Silky and beguiling, Châteauneuf-du-Pape defies imitation. It rises up from an ocean of pebbles, promising peaks of pleasure and taking you higher, higher…Christophe Tassan
Between Avignon and Orange, the Châteauneuf-du-Pape vineyard’s 3200 hectares dominate the plain. The village streets clustered at the foot of the castle, a 14th century Papal residence, are dotted with fountains... and the wine cellars that offer the best way to discover this famous variety of wine.
In addition to the diversity of the 13 varieties of grape, it is characterized by its consistent soil quality. The limestone earth produces full, aromatic white wines with a crisp freshness. To the South, the clay soil with galets roulés (small round pebbles) produces full bodied, well structured wines: the epitome of their kind. To the North, the sandy earth produces light, yet fine and spicy wines which we will learn more about later...
Propelled by Baron Leroy, the owner of Château Fortia in Châteauneuf-du-Pape, this is where the AOC concept was born: measures of quality that, when adopted in 1923, bestowed upon Châteauneuf the status of a high-quality wine when it became one of the first AOC in 1936.
13 grape varieties are traditionally approved, but Grenache forms the majority, along with Syrah and Mouvèdre, that give the red wine its colour, structure, aromas of summer fruits and aromatic complexity (hints of leather, etc.)

#### [Exercises to complete]
1/ According to the article on Châteauneuf-du-Pape, what kind of wine does the limestone earth produce?
2/ Count the lines of the records that contain the string "cloud", treating case as significant, and reply with the number alone.
The wine article above has nothing to do with the records that come after it.

#### [Excerpted data]

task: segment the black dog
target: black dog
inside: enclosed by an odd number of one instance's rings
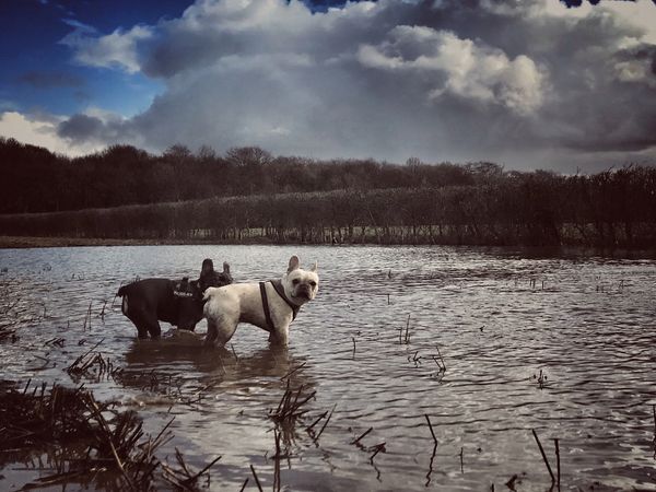
[[[223,263],[223,271],[214,270],[211,259],[202,262],[200,278],[189,281],[168,279],[145,279],[124,285],[117,295],[122,297],[121,311],[137,327],[139,338],[160,337],[159,321],[166,321],[183,330],[196,328],[202,319],[202,293],[209,286],[232,283],[230,266]]]

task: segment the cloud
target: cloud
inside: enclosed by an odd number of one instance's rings
[[[165,90],[132,118],[75,115],[58,131],[151,151],[260,145],[531,168],[656,156],[653,33],[621,9],[379,0],[313,13],[297,0],[197,0],[156,25],[67,36],[78,62]]]
[[[518,113],[532,113],[542,102],[544,74],[530,58],[509,60],[500,49],[477,46],[448,31],[400,25],[379,45],[361,45],[358,59],[365,67],[434,79],[431,98],[452,93]]]
[[[104,147],[104,142],[93,143],[84,140],[71,144],[69,140],[60,138],[57,128],[62,120],[62,117],[52,115],[26,116],[17,112],[4,112],[0,113],[0,136],[67,155],[83,155]]]
[[[94,37],[87,30],[77,28],[60,43],[75,51],[74,60],[80,65],[119,68],[128,73],[136,73],[140,70],[138,44],[151,36],[151,28],[140,25],[129,31],[118,28],[99,37]]]
[[[50,87],[81,87],[84,80],[67,72],[30,71],[19,78],[19,82],[32,85],[35,89]]]

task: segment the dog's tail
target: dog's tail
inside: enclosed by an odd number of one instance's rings
[[[202,302],[207,303],[210,297],[212,296],[212,291],[214,291],[216,288],[207,288],[204,290],[204,292],[202,293]]]
[[[117,296],[122,297],[122,302],[120,303],[120,311],[122,312],[122,314],[125,314],[126,316],[128,315],[128,288],[130,286],[130,284],[127,285],[122,285],[121,288],[118,289],[118,292],[116,293]]]

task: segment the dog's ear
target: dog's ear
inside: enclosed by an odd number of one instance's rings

#### [Outputs]
1/ Full, aromatic white wines with a crisp freshness.

2/ 2